Photo-based referring expression data:
=== Begin Enclosure ===
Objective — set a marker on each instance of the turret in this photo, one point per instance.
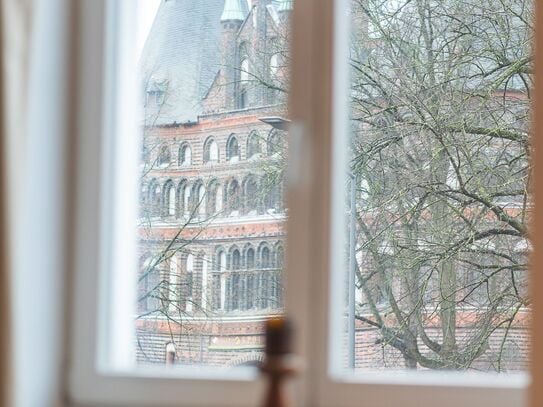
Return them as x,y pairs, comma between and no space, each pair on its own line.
233,15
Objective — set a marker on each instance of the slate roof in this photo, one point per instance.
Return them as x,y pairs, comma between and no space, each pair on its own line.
182,55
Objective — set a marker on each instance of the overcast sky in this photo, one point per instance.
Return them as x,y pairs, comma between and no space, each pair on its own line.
146,14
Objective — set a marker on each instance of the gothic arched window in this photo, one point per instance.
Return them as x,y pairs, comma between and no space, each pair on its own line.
155,199
169,199
185,155
275,143
251,195
234,196
274,67
265,258
232,149
236,260
250,255
253,145
164,156
211,151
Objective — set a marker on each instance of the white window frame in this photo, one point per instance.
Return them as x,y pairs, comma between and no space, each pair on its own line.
318,99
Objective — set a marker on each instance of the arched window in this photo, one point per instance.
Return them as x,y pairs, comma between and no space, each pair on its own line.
265,258
173,284
169,199
221,261
279,256
215,198
189,282
273,200
275,144
211,151
243,98
185,155
170,353
250,258
253,145
244,73
251,195
150,281
236,260
274,66
186,199
219,200
155,199
201,200
232,149
164,157
234,198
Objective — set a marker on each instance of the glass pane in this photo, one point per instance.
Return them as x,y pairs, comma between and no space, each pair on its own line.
438,191
211,219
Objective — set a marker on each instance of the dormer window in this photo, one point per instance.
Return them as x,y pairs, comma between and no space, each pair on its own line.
185,155
164,157
232,149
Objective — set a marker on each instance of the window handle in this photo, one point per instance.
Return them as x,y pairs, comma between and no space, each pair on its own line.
279,363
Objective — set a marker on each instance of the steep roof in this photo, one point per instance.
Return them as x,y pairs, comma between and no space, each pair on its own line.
234,10
181,56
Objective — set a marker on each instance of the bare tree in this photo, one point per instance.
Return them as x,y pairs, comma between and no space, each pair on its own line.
440,118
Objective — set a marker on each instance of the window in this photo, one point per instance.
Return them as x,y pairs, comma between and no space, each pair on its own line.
253,145
232,149
250,258
185,155
169,199
234,197
251,195
274,66
211,151
164,156
274,144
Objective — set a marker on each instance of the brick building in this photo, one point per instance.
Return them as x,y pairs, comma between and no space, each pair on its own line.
212,216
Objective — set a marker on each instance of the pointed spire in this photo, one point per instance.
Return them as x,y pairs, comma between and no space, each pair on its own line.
234,10
286,5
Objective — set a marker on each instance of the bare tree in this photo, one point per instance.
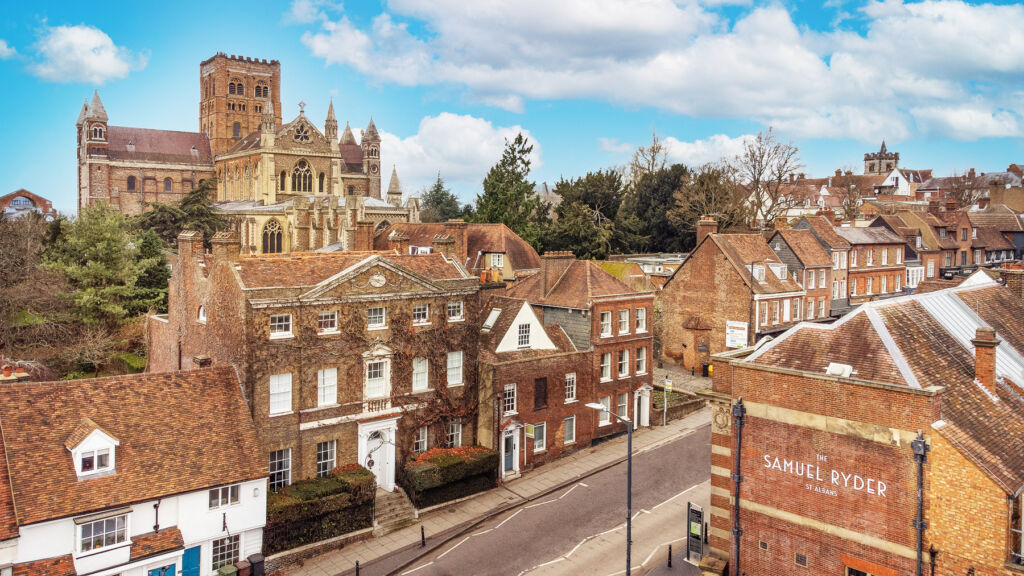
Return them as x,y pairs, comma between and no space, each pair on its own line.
764,167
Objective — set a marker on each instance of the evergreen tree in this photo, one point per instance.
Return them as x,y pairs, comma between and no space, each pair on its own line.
509,197
438,204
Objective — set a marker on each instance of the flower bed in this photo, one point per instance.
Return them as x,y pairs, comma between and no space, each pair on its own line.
440,475
315,509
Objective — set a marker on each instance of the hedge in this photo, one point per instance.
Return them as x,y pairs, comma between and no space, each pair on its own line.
446,474
315,509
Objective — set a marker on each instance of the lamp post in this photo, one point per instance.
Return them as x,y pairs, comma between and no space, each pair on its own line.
629,477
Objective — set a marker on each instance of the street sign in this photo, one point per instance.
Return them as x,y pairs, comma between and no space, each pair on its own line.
694,530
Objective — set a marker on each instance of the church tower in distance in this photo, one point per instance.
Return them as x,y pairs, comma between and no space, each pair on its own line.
233,91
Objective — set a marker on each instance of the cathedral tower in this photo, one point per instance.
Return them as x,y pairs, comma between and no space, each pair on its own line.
232,93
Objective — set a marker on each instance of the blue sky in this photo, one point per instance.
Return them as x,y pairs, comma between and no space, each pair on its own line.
941,81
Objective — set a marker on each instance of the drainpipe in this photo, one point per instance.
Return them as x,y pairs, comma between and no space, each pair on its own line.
920,448
738,411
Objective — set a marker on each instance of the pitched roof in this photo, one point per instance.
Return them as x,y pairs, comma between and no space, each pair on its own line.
309,269
926,339
170,442
145,145
806,247
578,287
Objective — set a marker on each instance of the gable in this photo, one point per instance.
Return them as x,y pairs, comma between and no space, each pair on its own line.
539,339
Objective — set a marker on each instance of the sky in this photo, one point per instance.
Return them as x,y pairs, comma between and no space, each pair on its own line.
448,81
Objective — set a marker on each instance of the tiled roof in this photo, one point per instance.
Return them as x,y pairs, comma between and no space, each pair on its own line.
178,432
742,249
924,340
806,247
145,145
582,282
59,566
152,543
309,269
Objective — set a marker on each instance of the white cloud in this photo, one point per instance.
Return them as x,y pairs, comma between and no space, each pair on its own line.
83,53
462,148
686,57
5,50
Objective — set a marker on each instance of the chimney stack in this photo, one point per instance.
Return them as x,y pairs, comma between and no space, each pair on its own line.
706,225
985,343
553,264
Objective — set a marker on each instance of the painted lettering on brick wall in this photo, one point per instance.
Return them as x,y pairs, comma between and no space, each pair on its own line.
826,479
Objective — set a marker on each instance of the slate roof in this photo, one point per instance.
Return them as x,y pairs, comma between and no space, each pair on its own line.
578,287
147,145
179,432
805,246
923,340
309,269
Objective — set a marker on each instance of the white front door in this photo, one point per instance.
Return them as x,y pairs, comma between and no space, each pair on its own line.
377,441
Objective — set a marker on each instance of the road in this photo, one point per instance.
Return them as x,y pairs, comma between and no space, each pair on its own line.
581,530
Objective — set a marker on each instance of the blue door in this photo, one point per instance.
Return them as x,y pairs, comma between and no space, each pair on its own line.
189,562
164,571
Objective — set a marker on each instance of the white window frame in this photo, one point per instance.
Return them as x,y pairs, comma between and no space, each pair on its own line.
327,386
224,496
278,323
421,374
421,315
382,324
459,307
510,400
455,365
281,394
327,322
568,430
327,457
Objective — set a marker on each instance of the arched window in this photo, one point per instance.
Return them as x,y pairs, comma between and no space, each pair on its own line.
271,238
302,177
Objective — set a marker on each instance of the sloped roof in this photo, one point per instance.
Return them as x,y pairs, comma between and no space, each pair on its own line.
806,247
926,339
578,287
170,442
145,145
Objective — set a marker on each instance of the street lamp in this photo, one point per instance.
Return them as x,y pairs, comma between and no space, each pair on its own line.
629,477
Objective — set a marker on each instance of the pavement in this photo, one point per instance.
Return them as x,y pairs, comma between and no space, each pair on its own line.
399,551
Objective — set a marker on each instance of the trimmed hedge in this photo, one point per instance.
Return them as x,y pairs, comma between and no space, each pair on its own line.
315,509
448,474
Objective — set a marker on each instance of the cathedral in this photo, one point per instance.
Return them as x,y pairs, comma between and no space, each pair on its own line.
286,187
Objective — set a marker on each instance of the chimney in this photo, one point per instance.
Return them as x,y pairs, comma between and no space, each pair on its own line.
456,228
706,225
553,264
364,237
443,244
984,357
226,246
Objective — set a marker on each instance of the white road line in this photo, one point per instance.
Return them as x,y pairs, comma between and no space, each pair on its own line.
417,568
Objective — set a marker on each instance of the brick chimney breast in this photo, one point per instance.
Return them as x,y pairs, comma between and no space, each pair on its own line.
985,344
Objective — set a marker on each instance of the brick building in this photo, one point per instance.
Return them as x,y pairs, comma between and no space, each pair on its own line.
821,439
811,265
729,283
534,384
607,320
344,357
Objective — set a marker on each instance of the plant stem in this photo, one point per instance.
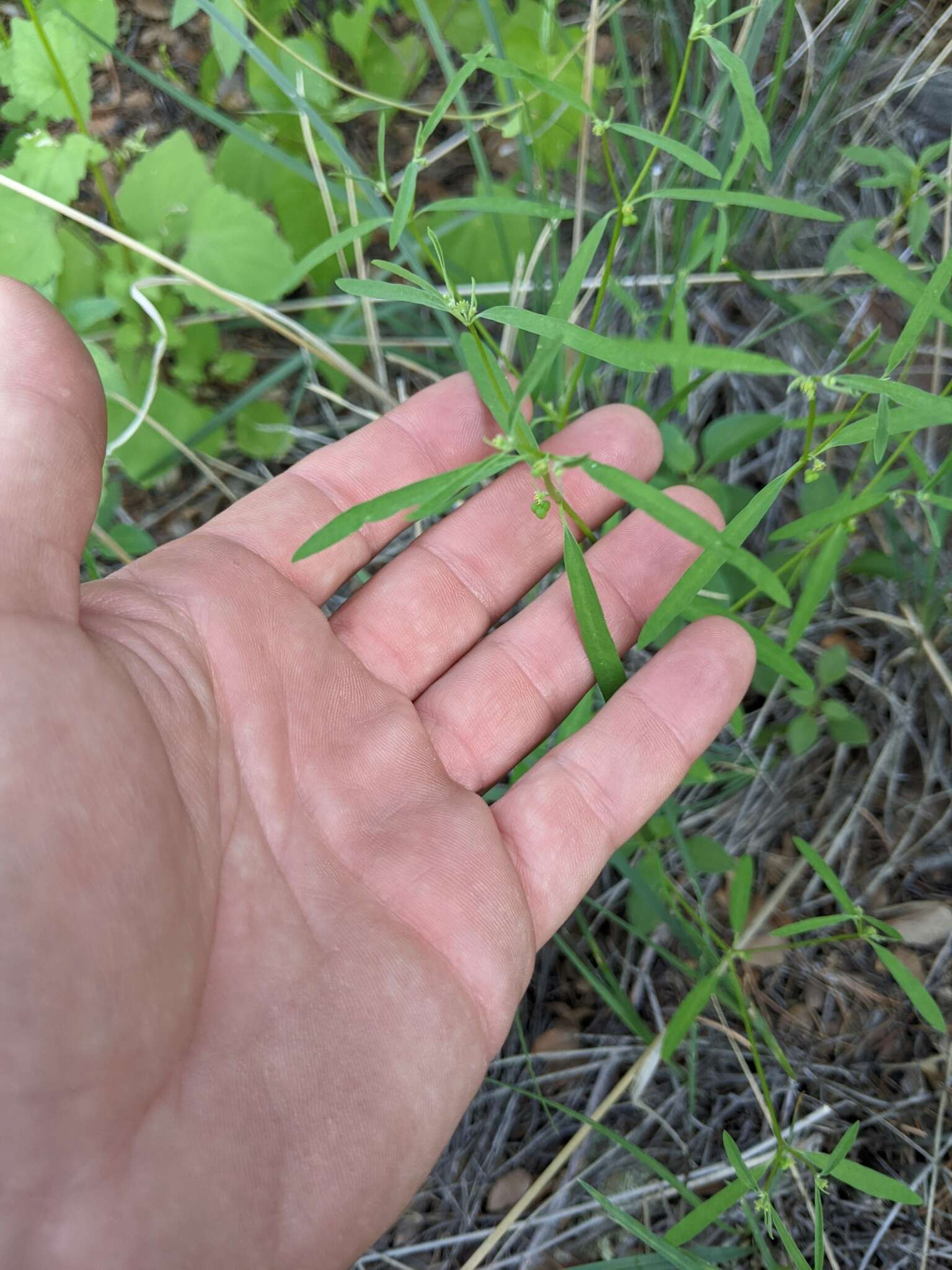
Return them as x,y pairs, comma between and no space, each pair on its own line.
617,228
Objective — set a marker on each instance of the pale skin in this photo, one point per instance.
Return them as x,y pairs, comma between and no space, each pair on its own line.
259,933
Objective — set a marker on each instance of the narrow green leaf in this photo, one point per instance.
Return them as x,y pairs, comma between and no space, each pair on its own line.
769,652
742,198
734,433
870,1181
827,876
918,993
906,394
687,1013
377,290
843,510
596,637
685,523
801,733
328,248
754,125
719,246
842,1150
490,383
658,1169
450,94
404,203
881,436
818,582
631,355
895,276
385,506
701,572
676,149
715,1206
922,314
507,69
808,925
415,280
739,900
734,1156
788,1241
498,205
563,303
673,1255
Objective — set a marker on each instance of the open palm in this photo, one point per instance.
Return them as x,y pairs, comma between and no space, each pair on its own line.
259,934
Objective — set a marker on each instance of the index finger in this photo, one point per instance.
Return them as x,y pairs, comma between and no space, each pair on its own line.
439,429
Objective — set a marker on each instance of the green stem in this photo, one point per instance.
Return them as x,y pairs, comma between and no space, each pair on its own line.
666,126
756,1054
810,426
617,228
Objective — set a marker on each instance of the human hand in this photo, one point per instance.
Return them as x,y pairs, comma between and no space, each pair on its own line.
259,933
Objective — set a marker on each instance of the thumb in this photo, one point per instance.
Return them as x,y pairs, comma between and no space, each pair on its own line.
52,438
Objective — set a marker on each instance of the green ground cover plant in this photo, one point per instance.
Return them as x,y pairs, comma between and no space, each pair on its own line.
330,189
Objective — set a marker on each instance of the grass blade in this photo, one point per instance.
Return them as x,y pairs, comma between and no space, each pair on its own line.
742,198
596,637
906,394
676,149
377,290
805,526
687,1013
498,205
674,1256
918,993
739,900
329,248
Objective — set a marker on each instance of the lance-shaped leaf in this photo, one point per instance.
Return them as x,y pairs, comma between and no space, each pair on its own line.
871,1181
676,149
377,290
685,523
328,248
385,506
593,628
754,126
741,198
918,993
701,572
404,205
641,355
498,205
816,585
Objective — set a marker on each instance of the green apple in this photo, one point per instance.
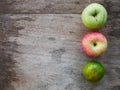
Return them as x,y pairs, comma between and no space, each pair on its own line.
94,16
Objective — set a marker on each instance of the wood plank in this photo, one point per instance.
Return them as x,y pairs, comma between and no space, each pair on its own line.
44,6
47,53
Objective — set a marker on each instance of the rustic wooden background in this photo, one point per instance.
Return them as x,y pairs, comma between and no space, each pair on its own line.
40,45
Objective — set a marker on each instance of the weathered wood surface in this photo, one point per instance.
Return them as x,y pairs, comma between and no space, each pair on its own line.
44,6
42,51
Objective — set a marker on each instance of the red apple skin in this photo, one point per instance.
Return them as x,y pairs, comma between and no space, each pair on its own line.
94,44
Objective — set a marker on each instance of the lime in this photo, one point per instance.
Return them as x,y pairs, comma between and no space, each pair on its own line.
93,71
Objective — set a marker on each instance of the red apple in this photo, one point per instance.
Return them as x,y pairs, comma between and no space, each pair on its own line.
94,44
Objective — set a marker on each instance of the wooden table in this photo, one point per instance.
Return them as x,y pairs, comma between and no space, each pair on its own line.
40,45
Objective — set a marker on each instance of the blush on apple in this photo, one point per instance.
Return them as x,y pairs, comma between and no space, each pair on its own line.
94,44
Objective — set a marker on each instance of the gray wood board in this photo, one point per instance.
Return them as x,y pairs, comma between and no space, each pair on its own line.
42,52
44,6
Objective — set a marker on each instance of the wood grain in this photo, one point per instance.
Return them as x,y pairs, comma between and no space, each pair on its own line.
50,56
44,6
42,51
=== End Enclosure ===
**Problem:** Each line in the data that holds the string "leaf" must be returned.

**Response area:**
Objective — set a marker on each instance of the narrow green leaf in this photo, one point per instance.
Objective — set a marker on each instance of the lance-shaped leaf in this photo, one point per instance.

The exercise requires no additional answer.